◆ Brief:
Copy out the lines of the records below, and only those lines, from the one with "Target: the sun carving" through the one with "path clearing in", exactly as they appear.

◆ Stored data:
Content starts

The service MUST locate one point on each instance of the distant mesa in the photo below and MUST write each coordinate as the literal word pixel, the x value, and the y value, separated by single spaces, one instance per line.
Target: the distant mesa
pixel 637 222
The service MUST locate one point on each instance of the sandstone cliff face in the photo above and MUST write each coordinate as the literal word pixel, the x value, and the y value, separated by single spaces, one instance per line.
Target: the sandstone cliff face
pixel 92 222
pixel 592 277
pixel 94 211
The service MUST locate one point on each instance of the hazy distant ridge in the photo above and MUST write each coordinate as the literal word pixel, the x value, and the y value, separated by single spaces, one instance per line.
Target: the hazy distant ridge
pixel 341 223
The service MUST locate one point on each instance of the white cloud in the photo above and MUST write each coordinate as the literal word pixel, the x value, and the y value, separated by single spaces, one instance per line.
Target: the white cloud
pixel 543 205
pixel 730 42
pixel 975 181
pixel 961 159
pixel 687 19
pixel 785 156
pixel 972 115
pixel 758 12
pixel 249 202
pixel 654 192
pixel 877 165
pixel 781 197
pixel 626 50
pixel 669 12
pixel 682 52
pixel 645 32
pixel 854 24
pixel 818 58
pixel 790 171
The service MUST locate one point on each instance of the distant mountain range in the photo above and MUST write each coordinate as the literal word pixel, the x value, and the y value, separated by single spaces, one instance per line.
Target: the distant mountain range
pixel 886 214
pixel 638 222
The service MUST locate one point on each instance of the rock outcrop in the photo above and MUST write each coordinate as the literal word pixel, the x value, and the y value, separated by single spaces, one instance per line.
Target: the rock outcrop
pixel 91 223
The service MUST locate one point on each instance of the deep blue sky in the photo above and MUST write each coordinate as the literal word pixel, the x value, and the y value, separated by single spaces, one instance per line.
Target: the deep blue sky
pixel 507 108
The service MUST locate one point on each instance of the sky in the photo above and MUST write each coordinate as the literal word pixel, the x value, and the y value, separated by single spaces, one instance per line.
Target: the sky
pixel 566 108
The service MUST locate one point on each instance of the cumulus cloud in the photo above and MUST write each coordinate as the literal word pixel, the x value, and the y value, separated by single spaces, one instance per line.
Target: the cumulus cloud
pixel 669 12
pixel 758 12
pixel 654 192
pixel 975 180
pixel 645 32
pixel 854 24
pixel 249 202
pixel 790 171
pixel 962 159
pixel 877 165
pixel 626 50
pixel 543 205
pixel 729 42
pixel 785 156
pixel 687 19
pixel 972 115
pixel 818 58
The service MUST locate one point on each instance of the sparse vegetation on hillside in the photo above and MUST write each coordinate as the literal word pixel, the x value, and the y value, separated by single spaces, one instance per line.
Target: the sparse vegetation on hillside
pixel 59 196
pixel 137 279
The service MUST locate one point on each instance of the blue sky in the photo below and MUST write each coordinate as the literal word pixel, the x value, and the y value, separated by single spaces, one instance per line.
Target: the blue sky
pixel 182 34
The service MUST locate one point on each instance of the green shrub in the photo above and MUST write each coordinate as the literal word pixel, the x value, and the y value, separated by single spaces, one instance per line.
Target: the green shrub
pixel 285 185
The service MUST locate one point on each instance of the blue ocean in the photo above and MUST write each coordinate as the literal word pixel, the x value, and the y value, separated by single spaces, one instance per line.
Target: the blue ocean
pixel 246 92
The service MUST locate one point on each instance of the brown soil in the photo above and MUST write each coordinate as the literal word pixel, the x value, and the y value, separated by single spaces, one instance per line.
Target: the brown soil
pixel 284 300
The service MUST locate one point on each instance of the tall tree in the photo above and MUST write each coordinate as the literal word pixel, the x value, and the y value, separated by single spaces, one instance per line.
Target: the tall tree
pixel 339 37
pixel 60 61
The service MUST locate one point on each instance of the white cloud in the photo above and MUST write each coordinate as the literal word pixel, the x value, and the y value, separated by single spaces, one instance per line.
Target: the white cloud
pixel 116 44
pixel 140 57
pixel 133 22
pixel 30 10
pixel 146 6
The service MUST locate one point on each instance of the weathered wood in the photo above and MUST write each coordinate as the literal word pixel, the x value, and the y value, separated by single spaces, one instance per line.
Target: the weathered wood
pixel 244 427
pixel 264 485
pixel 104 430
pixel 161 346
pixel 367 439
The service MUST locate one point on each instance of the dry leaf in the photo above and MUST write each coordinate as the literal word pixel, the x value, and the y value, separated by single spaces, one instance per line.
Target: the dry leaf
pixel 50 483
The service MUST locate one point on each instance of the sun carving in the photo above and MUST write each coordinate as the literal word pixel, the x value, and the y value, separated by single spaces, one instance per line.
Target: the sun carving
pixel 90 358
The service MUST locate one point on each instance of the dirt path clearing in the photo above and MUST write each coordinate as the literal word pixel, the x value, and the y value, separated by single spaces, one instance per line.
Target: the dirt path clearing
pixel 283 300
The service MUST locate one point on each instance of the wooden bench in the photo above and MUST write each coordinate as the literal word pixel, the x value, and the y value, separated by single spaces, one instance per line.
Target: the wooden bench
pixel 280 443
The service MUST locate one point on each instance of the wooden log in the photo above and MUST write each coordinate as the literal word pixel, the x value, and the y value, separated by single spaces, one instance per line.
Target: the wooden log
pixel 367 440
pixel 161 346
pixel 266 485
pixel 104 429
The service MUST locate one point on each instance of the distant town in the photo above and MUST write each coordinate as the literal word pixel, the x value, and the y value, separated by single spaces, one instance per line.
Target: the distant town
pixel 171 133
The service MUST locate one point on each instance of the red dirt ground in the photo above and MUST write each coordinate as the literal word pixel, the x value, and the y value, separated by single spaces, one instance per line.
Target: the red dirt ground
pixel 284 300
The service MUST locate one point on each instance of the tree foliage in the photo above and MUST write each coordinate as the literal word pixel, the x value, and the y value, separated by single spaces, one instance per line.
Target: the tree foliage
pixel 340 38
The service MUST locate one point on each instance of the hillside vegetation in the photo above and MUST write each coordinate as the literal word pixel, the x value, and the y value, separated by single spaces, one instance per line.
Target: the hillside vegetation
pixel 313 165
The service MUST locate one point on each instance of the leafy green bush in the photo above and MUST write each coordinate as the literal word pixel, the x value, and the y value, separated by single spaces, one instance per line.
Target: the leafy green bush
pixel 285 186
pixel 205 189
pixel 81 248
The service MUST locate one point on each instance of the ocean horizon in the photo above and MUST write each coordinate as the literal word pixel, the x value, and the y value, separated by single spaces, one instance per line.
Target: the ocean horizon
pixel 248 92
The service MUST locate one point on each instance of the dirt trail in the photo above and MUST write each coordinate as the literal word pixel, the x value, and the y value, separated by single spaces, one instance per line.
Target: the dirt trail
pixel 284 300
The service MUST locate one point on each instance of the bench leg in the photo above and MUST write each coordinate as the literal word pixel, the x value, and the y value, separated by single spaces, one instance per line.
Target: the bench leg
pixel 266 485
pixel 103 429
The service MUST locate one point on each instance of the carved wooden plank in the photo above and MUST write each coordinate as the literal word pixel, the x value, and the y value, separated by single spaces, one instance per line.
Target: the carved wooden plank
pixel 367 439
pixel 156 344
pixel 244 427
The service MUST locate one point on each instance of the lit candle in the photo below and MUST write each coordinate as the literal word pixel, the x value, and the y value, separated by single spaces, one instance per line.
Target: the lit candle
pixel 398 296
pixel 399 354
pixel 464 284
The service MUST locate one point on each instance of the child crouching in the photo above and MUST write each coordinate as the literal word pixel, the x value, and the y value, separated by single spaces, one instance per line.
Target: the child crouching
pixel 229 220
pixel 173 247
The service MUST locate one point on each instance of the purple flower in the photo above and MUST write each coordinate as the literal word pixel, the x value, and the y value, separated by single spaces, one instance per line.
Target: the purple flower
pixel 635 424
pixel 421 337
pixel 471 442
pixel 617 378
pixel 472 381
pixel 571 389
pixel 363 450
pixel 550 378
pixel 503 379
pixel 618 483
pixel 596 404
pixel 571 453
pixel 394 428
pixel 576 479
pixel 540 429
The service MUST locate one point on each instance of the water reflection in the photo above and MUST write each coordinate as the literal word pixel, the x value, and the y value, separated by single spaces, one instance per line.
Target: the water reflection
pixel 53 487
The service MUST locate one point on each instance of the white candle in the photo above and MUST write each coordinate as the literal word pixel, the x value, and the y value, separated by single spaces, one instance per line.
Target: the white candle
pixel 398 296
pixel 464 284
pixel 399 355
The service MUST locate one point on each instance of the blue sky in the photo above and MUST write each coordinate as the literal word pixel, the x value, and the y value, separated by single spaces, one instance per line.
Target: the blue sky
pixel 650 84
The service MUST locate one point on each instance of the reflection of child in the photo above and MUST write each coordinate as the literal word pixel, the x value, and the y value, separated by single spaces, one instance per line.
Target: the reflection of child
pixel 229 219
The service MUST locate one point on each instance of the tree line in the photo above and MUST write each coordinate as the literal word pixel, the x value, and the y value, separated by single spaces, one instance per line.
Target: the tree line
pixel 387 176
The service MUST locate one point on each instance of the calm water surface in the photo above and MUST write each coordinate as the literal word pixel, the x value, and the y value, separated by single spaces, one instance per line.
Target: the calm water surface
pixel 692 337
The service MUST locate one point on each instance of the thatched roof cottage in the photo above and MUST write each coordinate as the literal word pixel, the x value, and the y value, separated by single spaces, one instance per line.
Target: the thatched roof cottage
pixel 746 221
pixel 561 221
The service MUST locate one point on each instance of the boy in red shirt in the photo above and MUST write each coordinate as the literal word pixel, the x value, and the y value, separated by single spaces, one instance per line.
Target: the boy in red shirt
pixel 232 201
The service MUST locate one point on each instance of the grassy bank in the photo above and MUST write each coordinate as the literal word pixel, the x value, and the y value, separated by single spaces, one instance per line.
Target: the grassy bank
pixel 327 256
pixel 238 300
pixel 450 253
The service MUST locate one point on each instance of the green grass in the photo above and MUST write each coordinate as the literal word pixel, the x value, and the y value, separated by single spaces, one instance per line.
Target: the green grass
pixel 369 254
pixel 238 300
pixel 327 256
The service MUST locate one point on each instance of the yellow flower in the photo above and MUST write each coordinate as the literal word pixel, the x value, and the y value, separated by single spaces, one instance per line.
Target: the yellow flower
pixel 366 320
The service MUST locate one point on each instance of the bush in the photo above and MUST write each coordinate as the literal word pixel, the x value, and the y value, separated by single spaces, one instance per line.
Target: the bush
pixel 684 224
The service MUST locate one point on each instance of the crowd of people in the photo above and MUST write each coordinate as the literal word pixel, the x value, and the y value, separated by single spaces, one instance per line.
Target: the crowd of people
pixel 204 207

Content ends

◆ Answer to the problem:
Target: the sun carving
pixel 90 358
The service MUST locate one point on each instance of the dirt path clearing in the photo above and MUST write each coordinate as the literal word pixel, the x value, and the y value, separated by single spaces, one instance per line.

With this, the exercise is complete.